# TASK INSTRUCTIONS:
Show each line in the items below that contains the string "target". Case counts.

:::

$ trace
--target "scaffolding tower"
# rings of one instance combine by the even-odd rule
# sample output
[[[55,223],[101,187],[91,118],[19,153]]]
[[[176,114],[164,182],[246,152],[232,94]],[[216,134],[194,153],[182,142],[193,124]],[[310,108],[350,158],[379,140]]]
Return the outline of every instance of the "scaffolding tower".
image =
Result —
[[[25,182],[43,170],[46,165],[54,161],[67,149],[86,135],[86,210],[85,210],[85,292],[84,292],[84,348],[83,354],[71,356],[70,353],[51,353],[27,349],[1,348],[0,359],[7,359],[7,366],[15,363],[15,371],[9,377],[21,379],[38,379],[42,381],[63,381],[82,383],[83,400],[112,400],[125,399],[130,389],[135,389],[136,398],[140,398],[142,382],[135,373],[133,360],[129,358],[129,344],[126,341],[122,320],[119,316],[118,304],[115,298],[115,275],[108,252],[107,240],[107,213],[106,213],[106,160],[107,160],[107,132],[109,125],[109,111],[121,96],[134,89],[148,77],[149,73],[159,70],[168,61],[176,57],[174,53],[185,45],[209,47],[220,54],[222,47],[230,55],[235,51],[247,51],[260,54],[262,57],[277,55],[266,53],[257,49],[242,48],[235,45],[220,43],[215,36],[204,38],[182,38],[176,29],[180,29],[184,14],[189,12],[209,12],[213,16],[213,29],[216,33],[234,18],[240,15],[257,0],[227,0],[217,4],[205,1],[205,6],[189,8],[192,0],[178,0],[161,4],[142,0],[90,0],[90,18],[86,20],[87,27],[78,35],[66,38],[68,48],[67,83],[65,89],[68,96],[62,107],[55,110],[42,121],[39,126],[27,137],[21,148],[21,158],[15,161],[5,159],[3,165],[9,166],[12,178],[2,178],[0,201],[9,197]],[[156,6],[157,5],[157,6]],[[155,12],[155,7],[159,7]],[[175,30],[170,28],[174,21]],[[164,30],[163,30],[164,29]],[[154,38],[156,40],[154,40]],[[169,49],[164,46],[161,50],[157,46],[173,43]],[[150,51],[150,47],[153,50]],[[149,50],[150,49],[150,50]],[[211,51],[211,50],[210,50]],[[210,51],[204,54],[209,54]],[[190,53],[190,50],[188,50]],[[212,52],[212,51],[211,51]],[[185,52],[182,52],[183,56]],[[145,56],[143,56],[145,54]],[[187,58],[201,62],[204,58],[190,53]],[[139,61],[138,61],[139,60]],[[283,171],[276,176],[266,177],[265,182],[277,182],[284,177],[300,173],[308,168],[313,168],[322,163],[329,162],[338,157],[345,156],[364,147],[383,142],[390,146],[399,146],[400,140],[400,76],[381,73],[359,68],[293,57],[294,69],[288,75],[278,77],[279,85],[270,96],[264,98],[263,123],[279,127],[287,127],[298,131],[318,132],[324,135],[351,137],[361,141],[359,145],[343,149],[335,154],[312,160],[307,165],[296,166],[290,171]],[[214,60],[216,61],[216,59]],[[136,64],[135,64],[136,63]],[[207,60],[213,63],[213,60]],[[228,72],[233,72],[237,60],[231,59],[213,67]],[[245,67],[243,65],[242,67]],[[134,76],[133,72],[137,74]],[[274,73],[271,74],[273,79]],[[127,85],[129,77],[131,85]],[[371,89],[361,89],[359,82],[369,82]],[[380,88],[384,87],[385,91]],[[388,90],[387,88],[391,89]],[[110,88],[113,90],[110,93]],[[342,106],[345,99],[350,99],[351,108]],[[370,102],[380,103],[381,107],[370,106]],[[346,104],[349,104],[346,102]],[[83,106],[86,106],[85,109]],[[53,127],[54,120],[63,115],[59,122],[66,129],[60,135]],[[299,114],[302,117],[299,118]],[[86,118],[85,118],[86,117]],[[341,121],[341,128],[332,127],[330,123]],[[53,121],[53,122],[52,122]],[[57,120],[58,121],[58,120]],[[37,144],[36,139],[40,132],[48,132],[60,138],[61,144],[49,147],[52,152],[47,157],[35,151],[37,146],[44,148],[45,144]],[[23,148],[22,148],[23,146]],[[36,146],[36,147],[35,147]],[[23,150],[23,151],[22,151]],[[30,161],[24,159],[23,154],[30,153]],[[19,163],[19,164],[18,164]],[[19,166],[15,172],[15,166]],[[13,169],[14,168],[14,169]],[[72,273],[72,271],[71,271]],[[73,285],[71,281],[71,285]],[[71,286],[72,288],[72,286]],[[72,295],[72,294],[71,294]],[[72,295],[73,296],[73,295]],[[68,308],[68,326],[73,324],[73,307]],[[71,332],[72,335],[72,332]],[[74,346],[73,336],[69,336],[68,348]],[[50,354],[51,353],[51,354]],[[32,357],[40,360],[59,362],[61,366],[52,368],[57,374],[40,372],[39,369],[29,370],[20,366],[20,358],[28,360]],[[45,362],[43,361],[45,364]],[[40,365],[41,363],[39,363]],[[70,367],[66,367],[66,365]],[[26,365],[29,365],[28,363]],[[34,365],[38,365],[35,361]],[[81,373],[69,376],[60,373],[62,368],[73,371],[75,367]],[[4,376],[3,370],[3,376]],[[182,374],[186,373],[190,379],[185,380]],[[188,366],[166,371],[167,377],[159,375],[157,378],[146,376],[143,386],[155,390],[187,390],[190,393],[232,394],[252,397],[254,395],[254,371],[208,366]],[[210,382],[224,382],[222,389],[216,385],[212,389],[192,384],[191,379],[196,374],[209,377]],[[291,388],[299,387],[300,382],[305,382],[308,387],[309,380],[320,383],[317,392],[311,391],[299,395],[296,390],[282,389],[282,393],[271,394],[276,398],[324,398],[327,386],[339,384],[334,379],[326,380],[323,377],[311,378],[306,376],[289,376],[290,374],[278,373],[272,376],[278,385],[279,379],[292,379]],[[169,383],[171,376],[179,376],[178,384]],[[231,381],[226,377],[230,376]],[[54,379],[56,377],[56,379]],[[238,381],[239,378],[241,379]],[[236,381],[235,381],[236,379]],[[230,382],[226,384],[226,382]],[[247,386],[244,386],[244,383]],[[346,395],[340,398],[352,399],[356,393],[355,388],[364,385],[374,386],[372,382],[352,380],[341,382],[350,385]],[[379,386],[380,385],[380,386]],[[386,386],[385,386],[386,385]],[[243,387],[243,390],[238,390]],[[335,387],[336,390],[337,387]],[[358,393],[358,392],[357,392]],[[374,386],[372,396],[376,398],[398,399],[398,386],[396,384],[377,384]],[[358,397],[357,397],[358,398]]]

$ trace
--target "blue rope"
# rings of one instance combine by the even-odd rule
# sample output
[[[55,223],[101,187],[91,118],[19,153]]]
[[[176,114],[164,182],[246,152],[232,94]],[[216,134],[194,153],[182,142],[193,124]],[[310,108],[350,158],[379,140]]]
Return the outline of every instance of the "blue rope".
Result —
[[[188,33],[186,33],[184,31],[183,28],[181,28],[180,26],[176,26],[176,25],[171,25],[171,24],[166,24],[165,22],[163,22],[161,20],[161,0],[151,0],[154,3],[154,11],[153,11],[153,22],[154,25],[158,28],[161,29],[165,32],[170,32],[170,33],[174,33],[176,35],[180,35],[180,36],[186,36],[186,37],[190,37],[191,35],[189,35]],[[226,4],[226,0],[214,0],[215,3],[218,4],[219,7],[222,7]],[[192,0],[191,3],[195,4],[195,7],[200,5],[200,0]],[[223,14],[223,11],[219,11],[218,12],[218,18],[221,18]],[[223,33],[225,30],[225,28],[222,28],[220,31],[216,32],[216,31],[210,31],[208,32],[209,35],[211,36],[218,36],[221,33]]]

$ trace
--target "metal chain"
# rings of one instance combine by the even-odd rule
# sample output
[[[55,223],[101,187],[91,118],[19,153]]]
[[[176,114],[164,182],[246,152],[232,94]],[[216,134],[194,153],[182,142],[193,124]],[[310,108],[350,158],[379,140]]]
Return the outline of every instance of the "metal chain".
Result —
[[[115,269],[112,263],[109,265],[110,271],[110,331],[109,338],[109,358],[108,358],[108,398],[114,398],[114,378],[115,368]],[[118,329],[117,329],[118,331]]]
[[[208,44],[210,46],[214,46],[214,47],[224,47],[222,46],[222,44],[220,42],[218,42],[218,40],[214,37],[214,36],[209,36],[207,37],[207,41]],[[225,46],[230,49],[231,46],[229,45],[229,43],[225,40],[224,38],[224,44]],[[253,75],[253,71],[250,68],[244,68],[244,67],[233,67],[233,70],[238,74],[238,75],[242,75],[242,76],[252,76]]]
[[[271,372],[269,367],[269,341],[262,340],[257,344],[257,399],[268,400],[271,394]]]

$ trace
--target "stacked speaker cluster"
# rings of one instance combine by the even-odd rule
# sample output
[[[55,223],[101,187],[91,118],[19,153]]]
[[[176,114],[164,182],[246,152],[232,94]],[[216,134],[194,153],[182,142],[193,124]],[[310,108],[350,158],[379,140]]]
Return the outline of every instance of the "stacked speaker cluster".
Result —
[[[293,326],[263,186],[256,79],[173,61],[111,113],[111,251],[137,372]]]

:::

# EXERCISE RESULT:
--target "scaffolding tower"
--target "blue rope"
--target "metal chain"
--target "stacked speaker cluster"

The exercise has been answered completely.